START STUDY TEXT
This post is older than 2 years and might not be relevant anymore
More Info: Consider searching for newer posts

Wierd hardfault

I have a bit of an odd one, and would appreciate any input.  We have a fairly complex project, which does various things, but some of the time, I get a hardfault.  The issue appears to be a instruction access violation (MMFSR->IACCVIOL = 1).  Working backwards, the code that caused this seems to be the nrfx_coredep_delay_us function (in nrfx_coredep.h).

We're using the 17.0.2 SDK, and the code in question is this, and the PC points to delay_machine_code:

   __ALIGN(16)
    static const uint16_t delay_machine_code[] = {
        0x3800 + NRFX_COREDEP_DELAY_US_LOOP_CYCLES, // SUBS r0, #loop_cycles
        0xd8fd, // BHI .-2
        0x4770  // BX LR
    };

    typedef void (* delay_func_t)(uint32_t);
    const delay_func_t delay_cycles =
        // Set LSB to 1 to execute the code in the Thumb mode.
        (delay_func_t)((((uint32_t)delay_machine_code) | 1));
    uint32_t cycles = time_us * NRFX_DELAY_CPU_FREQ_MHZ;
    delay_cycles(cycles);

I wasn't entirely sure about the way the code is hand-loaded in, so I tried switching to using the DWT instead (since the 53833 supports that).  This produced the same hardfault behaviour, only now it's on

while ((DWT->CYCCNT - cyccnt_initial) < time_cycles)
    {}

I suspect there's something else going on here.  Our code does use nrf_delay_ms for certain things that need busy waits, which calls through to the above code, but it only hardfaults some of the time.  As above, we're using SDK 17.0.2, nrf52833 on a custom board.

I'm at a bit of a loss on this one, suggestions welcome?

Parents
  • Hello,

    Not sure if I have encountered this type of fault before, but I found a blog post that suggests that this error is raised when the CPU attempts to execute code from a memory protected region.

    IACCVIOL - Indicates that an attempt to execute an instruction triggered an MPU or Execute Never (XN) fault. We’ll explore an example below.

     https://interrupt.memfault.com/blog/cortex-m-fault-debug

    Could this be it, or are you not using the MPU in your project?
END STUDY TEXT
START DATA EXTRACTS
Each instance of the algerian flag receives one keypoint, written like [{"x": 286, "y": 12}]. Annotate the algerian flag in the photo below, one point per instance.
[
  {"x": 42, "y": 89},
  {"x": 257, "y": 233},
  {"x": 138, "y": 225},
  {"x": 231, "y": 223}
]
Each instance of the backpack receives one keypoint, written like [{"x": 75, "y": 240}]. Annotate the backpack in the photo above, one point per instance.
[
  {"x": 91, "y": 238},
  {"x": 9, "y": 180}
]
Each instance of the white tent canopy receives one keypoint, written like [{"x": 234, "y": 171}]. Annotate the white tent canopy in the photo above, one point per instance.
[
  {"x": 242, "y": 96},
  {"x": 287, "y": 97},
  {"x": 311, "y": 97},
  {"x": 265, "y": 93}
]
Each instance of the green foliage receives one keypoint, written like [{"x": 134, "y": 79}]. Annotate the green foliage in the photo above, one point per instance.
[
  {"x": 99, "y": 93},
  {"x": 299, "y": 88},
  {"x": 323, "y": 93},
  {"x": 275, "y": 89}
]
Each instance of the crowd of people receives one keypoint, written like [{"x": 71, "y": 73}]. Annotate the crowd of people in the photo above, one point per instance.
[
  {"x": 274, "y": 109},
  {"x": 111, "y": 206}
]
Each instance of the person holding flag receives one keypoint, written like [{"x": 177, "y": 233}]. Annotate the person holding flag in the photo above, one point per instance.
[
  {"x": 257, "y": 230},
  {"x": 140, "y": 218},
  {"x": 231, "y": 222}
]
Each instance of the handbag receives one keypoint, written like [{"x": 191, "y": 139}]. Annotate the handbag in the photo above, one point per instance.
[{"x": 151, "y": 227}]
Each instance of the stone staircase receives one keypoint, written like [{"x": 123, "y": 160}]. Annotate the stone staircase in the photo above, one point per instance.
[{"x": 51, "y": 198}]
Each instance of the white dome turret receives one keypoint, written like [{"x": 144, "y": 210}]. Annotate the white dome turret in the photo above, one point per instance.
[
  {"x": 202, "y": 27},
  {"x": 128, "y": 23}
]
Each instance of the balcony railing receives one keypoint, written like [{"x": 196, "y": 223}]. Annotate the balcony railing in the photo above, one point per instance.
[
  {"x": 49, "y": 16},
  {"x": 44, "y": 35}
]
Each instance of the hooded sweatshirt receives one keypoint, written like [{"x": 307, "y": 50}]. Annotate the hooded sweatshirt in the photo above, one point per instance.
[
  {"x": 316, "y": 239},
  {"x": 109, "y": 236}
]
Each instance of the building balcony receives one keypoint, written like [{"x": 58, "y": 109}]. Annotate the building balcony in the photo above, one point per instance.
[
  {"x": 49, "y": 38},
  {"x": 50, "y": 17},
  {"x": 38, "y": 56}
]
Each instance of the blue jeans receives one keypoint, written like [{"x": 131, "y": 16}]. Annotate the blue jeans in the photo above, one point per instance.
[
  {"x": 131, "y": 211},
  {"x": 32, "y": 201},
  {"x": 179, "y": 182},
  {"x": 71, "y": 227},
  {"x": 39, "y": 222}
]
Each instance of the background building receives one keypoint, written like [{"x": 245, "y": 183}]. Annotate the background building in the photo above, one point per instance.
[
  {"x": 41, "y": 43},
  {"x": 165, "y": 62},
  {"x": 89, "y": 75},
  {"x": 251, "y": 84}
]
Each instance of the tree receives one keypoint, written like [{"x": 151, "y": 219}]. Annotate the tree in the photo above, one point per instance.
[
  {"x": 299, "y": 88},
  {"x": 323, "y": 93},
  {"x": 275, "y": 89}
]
END DATA EXTRACTS
**LIST OF TASKS**:
1. Quote the forum thread about the hardfault between "I wasn't entirely" and "cyccnt_initial) < time_cycles)", inclusive.
2. Extend the forum thread about the nRF52833 hardfault, starting after its final line.

**RESULTS IN ORDER**:
1.
I wasn't entirely sure about the way the code is hand-loaded in, so I tried switching to using the DWT instead (since the 53833 supports that).  This produced the same hardfault behaviour, only now it's on

while ((DWT->CYCCNT - cyccnt_initial) < time_cycles)

2.
    Best regards,

    Vidar

  • Hi Vidar,

    Thanks for the article link, I'd actually already run across it (it's super useful for figuring out the debug). 

    We are not directly using either the Cortex MPU or the Nordic MWU.  Are either of those used by any Nordic libraries or drivers?

    Best,

      Alison

  • Assuming you haven't tried the workarounds for the LR corruption bug try this instead of just WFI, maybe insert immediately before the WFI:

    #if defined(SOFTDEVICE_PRESENT) &&  (NRF_SD_BLE_API_VERSION>=7)
        // Now using sd_app_evt_wait() which has the same workaround; it is softdevice dependant when BLE is used
        sd_app_evt_wait();
    #else
        // Errata 220: CPU: RAM is not ready when written - Disable IRQ while using WFE
        // Symptoms - Memory is not written in the first cycle after wake-up
        // Consequences - The address of the next instruction is not written to the stack. In stack frame, the link register is corrupted
        // Workaround
        // ==========
        // Enable SEVONPEND to disable interrupts so the internal events that generate the interrupt cause wakeuup in __WFE context and not in interrupt context
        // Before: ENABLE_WAKEUP_SOURCE -> __WFE -> WAKEUP_SOURCE_ISR -> CONTINUE_FROM_ISR  next line of __WFE
        // After:  ENABLE_WAKEUP_SOURCE -> SEVONPEND -> DISABLE_INTERRUPTS -> __WFE -> WAKEUP inside __WFE -> ENABLE_interrupts -> WAKEUP_SOURCE_ISR
        // Applications must not modify the SEVONPEND flag in the SCR register when running in priority levels higher than 6 (priority level numerical
        // values lower than 6) as this can lead to undefined behavior with SoftDevice enabled
        //
        // Errata 75: MWU: Increased current consumption
        // This has to be handled by turning off MWU but it is used in SoftDevice
        // see https://infocenter.nordicsemi.com/index.jsp?topic=%2Ferrata_nRF52832_EngB%2FERR%2FnRF52832%2FEngineeringB%2Flatest%2Fanomaly_832_75.html
        //
        // Errata 220: Enable SEVONPEND
        SCB->SCR |= SCB_SCR_SEVONPEND_Msk;
        __disable_irq();
        // Errata 75: MWU Disable
        uint32_t MWU_AccessWatchMask = NRF_MWU->REGIONEN & MWU_ACCESS_WATCH_MASK;
        // Handle MNU if any areas are enabled
        if (MWU_AccessWatchMask)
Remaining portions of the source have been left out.